When my hard drive crashed and died, I lost all the songs on it. I retrieved them from my iPod onto a new drive, but iTunes refused to associate the songs on the iPod with the same songs in the hard drive. So what's the problem, you ask? The problem was that I was about one third of the way into listening to and assigning ratings to every single one of the five thousand songs in my library. If I was now unable to match the records in the hard drive with the songs on the iPod, I would lose over a hundred hours worth of song ratings. There is no way that someone with an obsessive-compulsive streak like me could bear such a loss. So the only choice left to me was to match each song to its MP3 file manually.
(I could explain why I was so keen to have all the songs rated, but it won't make me sound any less crazy so I won't bother.)
After indexing about five hundred songs I realized that this could be an informative experience. For instance...
I noticed that by far the funniest song titles belong to the Ramones. In 1974, Dee Dee, Johnny and Joey Ramone played their first concert. They did not really have the same name; they just thought it would be amusing to pretend to be brothers. With that same whimsical sense of humour they went on to record songs like "Now I Wanna Sniff Some Glue", "I Just Want To Have Something To Do", "The KKK Took My Baby Away", and my favourite: "I Wanna Be Sedated".

* [Goal 1]: In the song-ratings passage, in what year did the Ramones play their first concert?
* [Goal 2]: Translate this sentence from the song-ratings passage into Spanish: "There is no way that someone with an obsessive-compulsive streak like me could bear such a loss."
* [Goal 3]: Retype the song-ratings passage between "(I could explain" and "experience. For instance...", inclusive.
The records after the song-ratings passage are separate material.

* [Stored rows]:
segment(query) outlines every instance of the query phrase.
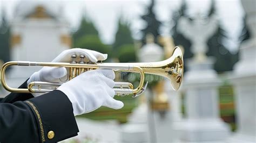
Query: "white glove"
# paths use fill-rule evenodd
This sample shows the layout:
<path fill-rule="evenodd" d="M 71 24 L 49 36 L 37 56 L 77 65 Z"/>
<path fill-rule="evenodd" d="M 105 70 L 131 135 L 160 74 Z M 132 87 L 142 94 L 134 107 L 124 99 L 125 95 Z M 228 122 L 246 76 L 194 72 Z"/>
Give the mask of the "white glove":
<path fill-rule="evenodd" d="M 114 78 L 111 69 L 92 70 L 63 84 L 57 90 L 68 96 L 75 116 L 93 111 L 101 106 L 119 109 L 124 103 L 113 98 Z"/>
<path fill-rule="evenodd" d="M 52 62 L 70 62 L 71 60 L 72 55 L 85 56 L 85 61 L 91 61 L 96 62 L 97 61 L 105 60 L 107 58 L 107 54 L 103 54 L 96 51 L 86 49 L 73 48 L 67 49 L 62 52 Z M 77 60 L 78 61 L 78 60 Z M 65 76 L 67 71 L 64 67 L 44 67 L 38 72 L 34 73 L 28 80 L 27 84 L 33 81 L 42 81 L 48 82 L 62 82 L 60 78 Z M 38 96 L 42 94 L 32 94 L 35 97 Z"/>

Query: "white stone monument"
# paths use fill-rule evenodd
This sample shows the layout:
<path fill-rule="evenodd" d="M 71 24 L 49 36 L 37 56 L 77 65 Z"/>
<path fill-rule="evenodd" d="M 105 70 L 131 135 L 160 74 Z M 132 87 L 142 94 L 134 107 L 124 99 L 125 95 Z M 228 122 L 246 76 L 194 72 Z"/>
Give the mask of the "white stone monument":
<path fill-rule="evenodd" d="M 228 142 L 256 142 L 256 1 L 241 1 L 250 38 L 240 47 L 240 60 L 231 81 L 234 85 L 237 130 Z"/>
<path fill-rule="evenodd" d="M 62 8 L 52 11 L 51 4 L 29 1 L 17 5 L 11 25 L 11 61 L 50 62 L 70 48 L 69 25 Z M 13 67 L 8 73 L 8 84 L 18 87 L 40 68 Z"/>
<path fill-rule="evenodd" d="M 219 117 L 218 86 L 220 81 L 213 69 L 214 60 L 205 55 L 207 40 L 217 27 L 217 19 L 203 19 L 198 15 L 191 22 L 183 18 L 178 28 L 191 40 L 194 56 L 187 62 L 183 88 L 186 118 L 175 127 L 182 142 L 206 142 L 224 141 L 229 127 Z"/>

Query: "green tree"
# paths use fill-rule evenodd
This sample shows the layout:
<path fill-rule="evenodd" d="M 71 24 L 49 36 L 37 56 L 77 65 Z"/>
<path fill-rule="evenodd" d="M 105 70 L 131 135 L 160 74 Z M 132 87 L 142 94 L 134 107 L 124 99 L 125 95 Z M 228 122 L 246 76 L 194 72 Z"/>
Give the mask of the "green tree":
<path fill-rule="evenodd" d="M 10 28 L 3 10 L 0 23 L 0 60 L 4 62 L 10 60 Z"/>
<path fill-rule="evenodd" d="M 215 15 L 215 11 L 214 1 L 212 0 L 208 17 L 211 18 Z M 232 54 L 225 46 L 224 43 L 227 38 L 226 32 L 219 22 L 217 30 L 208 40 L 208 51 L 206 53 L 207 56 L 215 57 L 216 61 L 214 68 L 218 72 L 232 70 L 233 66 L 238 60 L 238 53 Z"/>
<path fill-rule="evenodd" d="M 173 26 L 171 30 L 171 33 L 175 45 L 181 45 L 184 48 L 184 58 L 188 59 L 193 56 L 193 53 L 191 51 L 190 47 L 191 44 L 190 40 L 179 32 L 178 30 L 178 25 L 180 18 L 185 17 L 188 18 L 186 15 L 187 5 L 185 0 L 183 0 L 181 6 L 178 10 L 172 12 L 172 18 L 171 22 Z M 186 60 L 184 60 L 184 65 L 186 65 Z M 186 71 L 187 68 L 185 68 Z"/>
<path fill-rule="evenodd" d="M 75 47 L 78 47 L 77 45 L 78 39 L 87 35 L 98 35 L 98 32 L 93 24 L 89 20 L 86 19 L 85 17 L 83 17 L 82 19 L 78 30 L 75 32 L 72 35 L 74 46 Z"/>
<path fill-rule="evenodd" d="M 160 35 L 159 27 L 161 26 L 161 22 L 157 20 L 153 11 L 154 4 L 154 0 L 151 0 L 151 3 L 147 8 L 147 13 L 141 16 L 142 19 L 146 23 L 146 27 L 141 30 L 142 32 L 142 41 L 143 45 L 146 44 L 146 35 L 147 33 L 152 33 L 154 35 L 156 43 L 157 43 L 157 38 Z"/>
<path fill-rule="evenodd" d="M 110 55 L 111 48 L 102 42 L 97 35 L 85 35 L 79 37 L 76 42 L 76 47 L 84 48 L 98 51 Z"/>
<path fill-rule="evenodd" d="M 92 49 L 111 56 L 111 47 L 102 43 L 93 24 L 85 17 L 82 18 L 79 27 L 72 38 L 75 48 Z"/>
<path fill-rule="evenodd" d="M 133 43 L 131 32 L 129 26 L 126 23 L 122 22 L 121 18 L 118 20 L 118 28 L 116 33 L 116 40 L 113 44 L 113 51 L 117 50 L 124 44 L 131 44 Z"/>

* [Exercise response 1]: 1974

* [Exercise response 2]: No hay manera de que alguien con una vena obsesivo-compulsiva como yo pudiera soportar semejante pérdida.

* [Exercise response 3]:
(I could explain why I was so keen to have all the songs rated, but it won't make me sound any less crazy so I won't bother.)
After indexing about five hundred songs I realized that this could be an informative experience. For instance...